Am Ende weiß man nur, daß man selten so viele Prügeleien am Stück gesehen hat…

„Atomic Blonde“ von David Leitch

von Renate Wagner

Atomic Blonde
(USA 2017)

Regie: David Leitch
Mit: Charlize Theron, James McAvoy, Sofia Boutella, John Goodman, Toby Jones, Eddie Marsan, Barbara Sukowa, Til Schweiger u.a.
 
Filme, die im Agentenmilieu spielen, sind meist sehr chic und stylish, und ehrlich, so mögen wir sie auch. Schade, daß die Dame mit der ach so blonden Perücke, daß sie nur „Atomic Blonde“ heißen kann, es so schwer hat. Nun, seit John le Carré wissen wir, daß es keinen besseren Hintergrund für trickreiches, spannendes, verwirrendes Wechseln zwischen Ost und West gibt, als das geteilte Berlin vor der Wende. Dort ist die Geschichte angesiedelt – und sie ist so schmutzig und brutal, so voll von Aggression und Einander-Totprügeln, daß man als Zuschauer kaum zum Atemholen kommt…
Die Rahmenhandlung zeigt Agentin „Atomic Blonde“ im Verhör durch die eigenen Leute – die Briten, die auch einen CIA-Mann an der Seite haben. Und die grillen die Dame ganz schön mit ihren Fragen, weil offenbar undurchsichtig ist (und offen gestanden auch bleibt), was sich da in Berlin 1989 abgespielt hat. Vertrauen kann man hier niemandem, das bekommt der Zuschauer schnell mit. Jeder verdächtigt den anderen, eigentlich ein Doppelagent zu sein. Aber wer ist es? Erst ganz gegen das Ende zu hat man dann eine gute Ahnung – aber ist es auch so?
 
Fest steht, daß das MI 6 (sonst für James Bond zuständig) in Berlin einen Agenten verloren hat – und mit ihm eine Liste aller tätigen Doppelagenten. Lorraine Broughton wird ausgeschickt, den Fall zu klären, findet aber in David Percival als Berliner Kontaktmann einen nicht gerade vertrauenswürdigen Partner. Wie so oft bei dieser Art von Filmen schaut man durch die Handlung nicht wirklich durch – man merkt nur, daß das knallharte Agenten-Blondinchen es auch lesbisch liebt und bekommt ein paar ganz deutliche Szenen davon.

____________________

Aufgaben:
[1] In welcher Stadt und in welchem Jahr spielt das Geschehen laut der Filmkritik?
[2] Stimmen die folgenden Aussagen mit der Filmkritik überein? Antworten Sie jeweils mit Ja oder Nein und zitieren Sie die entscheidenden Worte.
(a) In der Rahmenhandlung wird die Agentin von Russen verhört.
(b) Das MI 6 hat in Berlin einen Agenten verloren.
(c) David Percival erweist sich als besonders verlässlicher Partner.
[3] Geben Sie aus der Filmkritik alles von „Fest steht, daß“ bis einschließlich „deutliche Szenen davon.“ wortgetreu aus.

Gegebene Einträge:
____________________

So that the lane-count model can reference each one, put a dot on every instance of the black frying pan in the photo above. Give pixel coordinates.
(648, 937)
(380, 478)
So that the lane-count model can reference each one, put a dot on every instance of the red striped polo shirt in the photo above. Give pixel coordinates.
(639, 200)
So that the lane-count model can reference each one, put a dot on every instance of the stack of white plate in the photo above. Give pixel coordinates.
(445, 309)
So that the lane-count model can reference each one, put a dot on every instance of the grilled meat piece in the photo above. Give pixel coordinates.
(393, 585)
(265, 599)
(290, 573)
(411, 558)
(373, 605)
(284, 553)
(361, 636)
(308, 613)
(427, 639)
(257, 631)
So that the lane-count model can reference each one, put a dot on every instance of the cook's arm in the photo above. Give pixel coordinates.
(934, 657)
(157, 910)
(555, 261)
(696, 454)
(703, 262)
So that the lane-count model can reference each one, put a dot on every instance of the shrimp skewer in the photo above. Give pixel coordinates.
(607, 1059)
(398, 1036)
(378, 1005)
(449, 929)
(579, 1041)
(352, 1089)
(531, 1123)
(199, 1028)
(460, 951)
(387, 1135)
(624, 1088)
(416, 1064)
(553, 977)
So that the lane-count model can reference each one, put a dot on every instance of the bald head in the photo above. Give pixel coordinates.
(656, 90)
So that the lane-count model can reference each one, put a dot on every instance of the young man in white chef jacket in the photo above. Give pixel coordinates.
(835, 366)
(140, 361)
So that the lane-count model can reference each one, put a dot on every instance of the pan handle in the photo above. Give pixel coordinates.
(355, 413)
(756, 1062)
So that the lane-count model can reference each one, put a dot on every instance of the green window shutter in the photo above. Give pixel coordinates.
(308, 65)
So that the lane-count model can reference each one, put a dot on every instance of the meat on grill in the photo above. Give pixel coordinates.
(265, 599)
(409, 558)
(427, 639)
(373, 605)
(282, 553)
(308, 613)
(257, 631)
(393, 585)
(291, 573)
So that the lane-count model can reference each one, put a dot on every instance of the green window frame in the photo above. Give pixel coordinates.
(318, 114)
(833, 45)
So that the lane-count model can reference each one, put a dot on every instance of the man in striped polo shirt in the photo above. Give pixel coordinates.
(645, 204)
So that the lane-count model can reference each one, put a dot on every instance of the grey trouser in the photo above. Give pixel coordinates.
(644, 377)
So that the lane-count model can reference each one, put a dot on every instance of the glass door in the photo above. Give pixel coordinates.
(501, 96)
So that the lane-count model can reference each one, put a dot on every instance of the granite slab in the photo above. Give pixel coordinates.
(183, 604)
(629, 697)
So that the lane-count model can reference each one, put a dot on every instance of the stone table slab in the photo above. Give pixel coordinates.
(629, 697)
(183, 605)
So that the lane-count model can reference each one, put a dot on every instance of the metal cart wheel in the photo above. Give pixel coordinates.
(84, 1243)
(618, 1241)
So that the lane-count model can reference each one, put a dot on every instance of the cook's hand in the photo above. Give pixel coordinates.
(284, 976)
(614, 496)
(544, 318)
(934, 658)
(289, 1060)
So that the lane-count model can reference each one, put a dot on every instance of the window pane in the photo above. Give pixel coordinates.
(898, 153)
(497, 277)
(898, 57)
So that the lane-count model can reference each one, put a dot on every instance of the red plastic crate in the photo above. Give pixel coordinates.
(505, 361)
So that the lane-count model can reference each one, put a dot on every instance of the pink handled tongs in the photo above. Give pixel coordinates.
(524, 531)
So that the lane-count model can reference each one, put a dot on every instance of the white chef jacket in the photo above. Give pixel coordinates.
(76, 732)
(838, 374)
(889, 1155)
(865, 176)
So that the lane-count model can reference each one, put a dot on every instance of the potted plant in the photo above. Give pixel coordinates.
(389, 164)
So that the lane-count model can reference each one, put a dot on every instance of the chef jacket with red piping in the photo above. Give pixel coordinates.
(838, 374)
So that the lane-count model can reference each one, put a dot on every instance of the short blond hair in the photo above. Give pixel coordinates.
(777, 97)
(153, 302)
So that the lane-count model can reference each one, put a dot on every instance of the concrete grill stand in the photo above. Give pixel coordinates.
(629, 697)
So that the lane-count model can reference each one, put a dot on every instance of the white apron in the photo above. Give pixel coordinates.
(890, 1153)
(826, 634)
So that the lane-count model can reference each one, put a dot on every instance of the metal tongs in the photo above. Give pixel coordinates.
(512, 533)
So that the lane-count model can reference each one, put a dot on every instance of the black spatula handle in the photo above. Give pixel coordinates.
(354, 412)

____________________

Lösungen:
[1] In Berlin im Jahr 1989.

[2]
(a) Nein: „im Verhör durch die eigenen Leute – die Briten, die auch einen CIA-Mann an der Seite haben“
(b) Ja: „daß das MI 6 (sonst für James Bond zuständig) in Berlin einen Agenten verloren hat“
(c) Nein: „einen nicht gerade vertrauenswürdigen Partner“

[3]
Fest steht, daß das MI 6 (sonst für James Bond zuständig) in Berlin einen Agenten verloren hat – und mit ihm eine Liste aller tätigen Doppelagenten. Lorraine Broughton wird ausgeschickt, den Fall zu klären, findet aber in David Percival als Berliner Kontaktmann einen nicht gerade vertrauenswürdigen Partner. Wie so oft bei dieser Art von Filmen schaut man durch die Handlung nicht wirklich durch – man merkt nur, daß das knallharte Agenten-Blondinchen es auch lesbisch liebt und bekommt ein paar ganz deutliche Szenen davon.